Un zorro pasa por delante del 10 de Downing Street. Londres, 16 de junio
de 2018. Foto: Hannah McKay (REUTERS)
«¿Tan inconcebible nos resulta que el objetivo de la
vida sea sencillamente ver?»
John Gray (Perros
de paja. Reflexiones sobre los humanos y otros animales. Paidos, 2008)
«…la imposibilidad de establecer líneas fronterizas
inequívocas, de ningún modo niega las diferencias.»
«Frente a quienes se empeñan en construir un
pensamiento único, se trata de afirmar la voluntad de que la crítica avance a través del diálogo, convirtiendo la pluralidad en ocasión para que la
inteligencia no se detenga.»
Manuel Cruz (Ser sin tiempo. Herder,
2016)
Como suele ser generalmente (re)conocido por la mayoría de directivos, gestores y/o responsables en cualquier ámbito de actividad -también los sanitarios-, en
la articulación contemporánea del tiempo coexisten una dimensión «fría» (que se resiste al cambio) y una
dimensión «caliente» (orientada a la
continua innovación). Esta simultánea y contradictoria orientación conlleva
importantes dificultades añadidas en el diseño y elaboración de las posibles
alternativas que den respuesta a los retos y demandas a los que deben
enfrentarse cotidianamente.
De cómo la inmediatez aplasta la visión estratégica
Hace ya algunos años que Zygmunt Bauman nos explicaba,
advertía y anticipaba -a través de brillantes y acertadas metáforas-, cómo el tiempo líquido de la
(post)modernidad refleja con precisión el tránsito desde una sociedad “sólida”, estable, repetitiva y previsible, a una
“líquida”, flexible, voluble, inestable e insegura. Una situación en la que las
estructuras sociales ya no perduran el tiempo necesario para solidificarse y permanecer estables. Fugaces,
transitorias y volátiles, inservibles como marcos de referencia para la acción humana
y para las estrategias a largo plazo, cristalizan en una suerte de permanente
precariedad.
Pero esta era de dudas e incertidumbre en la que
(con)vivimos se debe también a otras transformaciones, entre las que Bauman identifica y señala la crisis
(separación) del poder y la política, el debilitamiento de los sistemas de
seguridad que protegían al individuo (lo que priva a la acción colectiva de
gran parte de su atractivo, socavando lo fundamental de la social),
o la renuncia al pensamiento y a la planificación a largo plazo. Finalmente, la
responsabilidad de aclarar las dudas derivadas de esta pérdida de referencias y
de esta ausencia de perspectivas recae sobre el propio individuo, abandonado a
sus propios miedos, desvinculado, víctima del cortoplacismo y de una
atomización del tiempo que lo sumerge en un inmediatismo ramplón y atemporal.

Material de origen —
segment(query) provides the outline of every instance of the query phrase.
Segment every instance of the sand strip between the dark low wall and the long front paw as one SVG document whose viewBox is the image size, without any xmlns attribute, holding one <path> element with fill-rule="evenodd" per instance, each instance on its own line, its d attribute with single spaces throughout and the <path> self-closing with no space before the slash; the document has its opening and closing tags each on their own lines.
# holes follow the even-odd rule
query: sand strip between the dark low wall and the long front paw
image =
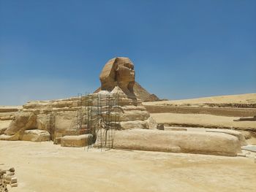
<svg viewBox="0 0 256 192">
<path fill-rule="evenodd" d="M 241 128 L 252 129 L 256 131 L 256 121 L 233 121 L 238 119 L 237 117 L 226 117 L 219 115 L 207 115 L 207 114 L 181 114 L 181 113 L 151 113 L 151 117 L 157 121 L 157 123 L 169 123 L 169 124 L 187 124 L 195 126 L 218 126 L 227 128 Z"/>
</svg>

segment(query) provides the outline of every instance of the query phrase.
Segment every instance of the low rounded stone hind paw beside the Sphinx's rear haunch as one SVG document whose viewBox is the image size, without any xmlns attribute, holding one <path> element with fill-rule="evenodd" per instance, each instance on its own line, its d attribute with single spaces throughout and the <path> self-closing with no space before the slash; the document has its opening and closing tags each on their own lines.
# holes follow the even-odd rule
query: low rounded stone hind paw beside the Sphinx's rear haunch
<svg viewBox="0 0 256 192">
<path fill-rule="evenodd" d="M 43 131 L 39 129 L 26 130 L 20 140 L 31 141 L 31 142 L 46 142 L 50 141 L 50 134 L 48 131 Z"/>
</svg>

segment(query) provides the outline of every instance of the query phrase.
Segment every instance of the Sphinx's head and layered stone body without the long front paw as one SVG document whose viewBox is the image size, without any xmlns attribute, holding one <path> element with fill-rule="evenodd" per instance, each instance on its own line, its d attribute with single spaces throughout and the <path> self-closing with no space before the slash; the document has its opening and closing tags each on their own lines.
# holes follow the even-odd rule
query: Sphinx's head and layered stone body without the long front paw
<svg viewBox="0 0 256 192">
<path fill-rule="evenodd" d="M 0 139 L 41 142 L 80 134 L 96 137 L 95 131 L 102 126 L 99 121 L 108 124 L 105 129 L 113 124 L 118 124 L 114 126 L 118 130 L 157 126 L 134 93 L 135 69 L 129 58 L 110 59 L 99 79 L 101 87 L 97 93 L 24 104 L 13 114 L 10 125 L 1 129 L 4 134 Z M 74 137 L 65 137 L 62 145 L 69 143 L 68 139 Z"/>
</svg>

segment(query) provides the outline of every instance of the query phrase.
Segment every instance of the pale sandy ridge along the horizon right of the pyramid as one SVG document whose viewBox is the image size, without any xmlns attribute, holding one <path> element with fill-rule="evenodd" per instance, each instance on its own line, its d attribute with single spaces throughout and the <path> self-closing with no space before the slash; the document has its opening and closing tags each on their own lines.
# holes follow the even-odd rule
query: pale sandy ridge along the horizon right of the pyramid
<svg viewBox="0 0 256 192">
<path fill-rule="evenodd" d="M 230 95 L 230 96 L 211 96 L 202 97 L 197 99 L 183 99 L 183 100 L 170 100 L 170 101 L 154 101 L 144 102 L 145 105 L 166 105 L 166 104 L 205 104 L 205 103 L 242 103 L 242 104 L 255 104 L 256 93 L 247 93 L 241 95 Z"/>
</svg>

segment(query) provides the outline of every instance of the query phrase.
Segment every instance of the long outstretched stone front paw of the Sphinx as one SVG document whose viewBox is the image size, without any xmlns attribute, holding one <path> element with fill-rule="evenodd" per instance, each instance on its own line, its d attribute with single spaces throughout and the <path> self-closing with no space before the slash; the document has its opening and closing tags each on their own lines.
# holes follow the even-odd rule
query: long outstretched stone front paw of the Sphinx
<svg viewBox="0 0 256 192">
<path fill-rule="evenodd" d="M 199 131 L 133 129 L 116 131 L 113 147 L 129 150 L 199 153 L 236 156 L 241 153 L 237 137 Z M 180 150 L 177 150 L 180 147 Z"/>
</svg>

Instrucciones de la tarea — ¿Podrías convertir en una lista breve el párrafo del extracto que empieza «Pero esta era de dudas», sin perder sus datos principales?

Respuesta —
Según Bauman, la era de dudas e incertidumbre también se debe a:
- la crisis (separación) del poder y la política;
- el debilitamiento de los sistemas de seguridad que protegían al individuo, lo que resta atractivo a la acción colectiva;
- la renuncia al pensamiento y a la planificación a largo plazo.

La responsabilidad de aclarar las dudas que nacen de la pérdida de referencias y de perspectivas recae sobre el propio individuo. Este queda abandonado a sus miedos, desvinculado y víctima del cortoplacismo y de un inmediatismo ramplón y atemporal.